*** Opening of Excerpt provided ***

He LeApt From Finance to The World Of Artisanal Raw Chocolate
Published in Forbes on April 27, 2017
Daniel Sklaar immigrated to New York City from South Africa to pursue a career in finance; he became an artisanal raw chocolate entrepreneur in Brooklyn instead. His company, Fine and Raw Chocolate, was launched in 2008, two years after he walked—more like sprinted—away from the financial industry.
Fine and Raw’s factory is in the formerly gritty, now gentrifying Bushwick neighborhood and smells of earthy roasted cacao beans. The renovated industrial space has a storefront shop, despite minimal foot traffic. It’s dotted with pallets piled with huge burlap sacks filled with cacao beans from Nicaragua, Uganda and other cacao producing countries. They sell artisanal chocolate bars, truffles and spreads in a variety of both unique and familiar flavors like mesquite, lucuma and vanilla, espresso and sea salt.
In the factory’s rear, under a hanging disco ball (used for special events) workers wearing industrial-chic jumpsuits make the chocolate. From hand-sorting trays of cacao beans, to topping truffles covered in a fresh layer of chocolate with hazelnuts as they cruise along a narrow conveyor belt.
Sklaar sits in the factory’s central, elevated open office, atop a glassed-in room. Underneath, several stainless steel vats of swirling chocolate are in the process of being stone-ground. Sporting a shirt with a thumbs up pattern in red and a pair of weathered skinny jeans, Sklaar explains why he turned his back on a career in finance. It was the reason he initially immigrated to New York City in 2004, made significantly easier with the green card he won in a lottery as a teenager.
“I’m a very creative person,” says Sklaar, “I’m a maker. That’s what I was born to do.” After two years of working as a financial analyst at a boutique firm, Sklaar realized, “Finance does not feed that soul urge at all.”
“I have a very adventurous spirit,” Sklaar adds, “I will not be satisfied unless I’m exploring—I’d rather die!” he laughs. But fleeing a career in finance has paid off for Sklaar. Fine and Raw Chocolate processes approximately 25 tons of chocolate a year. Companies like Ralph Lauren, Nordstrom, Rag and Bone and Made Hotels collaborate with Fine and Raw to create special edition chocolates. The company is a team of 12 people, sometimes 25, depending on the season.
Whole Foods carries Fine and Raw Chocolate bars, selling for $5 to $9, including the collection Sklaar has nicknamed “Sassy Ladies.” Each flavor, packaged in white with a line drawing in black, features a different pulpy 1950s style pin-up, cowgirl or female Zorro-type with a contemporary Brooklyn twist. Sklaar considers the collection, officially called “Brooklyn Bonnie,” an homage to the stylish women he sees on the Williamsburg and Bushwick streets.

*** Close of Excerpt provided ***

Exercises:
1) According to the chocolate-maker article, in what year was Fine and Raw Chocolate launched?
2) Set down everything in the chocolate-maker article from "He LeApt From" down to "the financial industry.", word for word.
3) Name every company that the chocolate-maker article says collaborates with Fine and Raw on special edition chocolates.

*** Opening of Data extract ***

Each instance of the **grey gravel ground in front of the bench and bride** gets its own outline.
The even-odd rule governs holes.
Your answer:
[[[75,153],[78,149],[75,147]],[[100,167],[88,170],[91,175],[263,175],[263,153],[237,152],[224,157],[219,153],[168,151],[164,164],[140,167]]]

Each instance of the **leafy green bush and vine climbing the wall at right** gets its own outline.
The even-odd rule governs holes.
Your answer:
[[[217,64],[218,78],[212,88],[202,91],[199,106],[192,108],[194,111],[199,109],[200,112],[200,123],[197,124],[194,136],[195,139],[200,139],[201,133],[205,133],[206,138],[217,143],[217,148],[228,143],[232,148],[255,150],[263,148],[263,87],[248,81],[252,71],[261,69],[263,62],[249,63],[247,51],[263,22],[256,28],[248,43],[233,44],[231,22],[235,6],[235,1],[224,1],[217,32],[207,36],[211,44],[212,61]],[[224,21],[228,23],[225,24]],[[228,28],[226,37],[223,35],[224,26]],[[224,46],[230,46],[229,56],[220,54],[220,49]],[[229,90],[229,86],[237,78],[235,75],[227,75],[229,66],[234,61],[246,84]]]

*** Close of Data extract ***

Task-by-task solutions:
1) 2008

2)
He LeApt From Finance to The World Of Artisanal Raw Chocolate
Published in Forbes on April 27, 2017
Daniel Sklaar immigrated to New York City from South Africa to pursue a career in finance; he became an artisanal raw chocolate entrepreneur in Brooklyn instead. His company, Fine and Raw Chocolate, was launched in 2008, two years after he walked—more like sprinted—away from the financial industry.

3) Ralph Lauren, Nordstrom, Rag and Bone, Made Hotels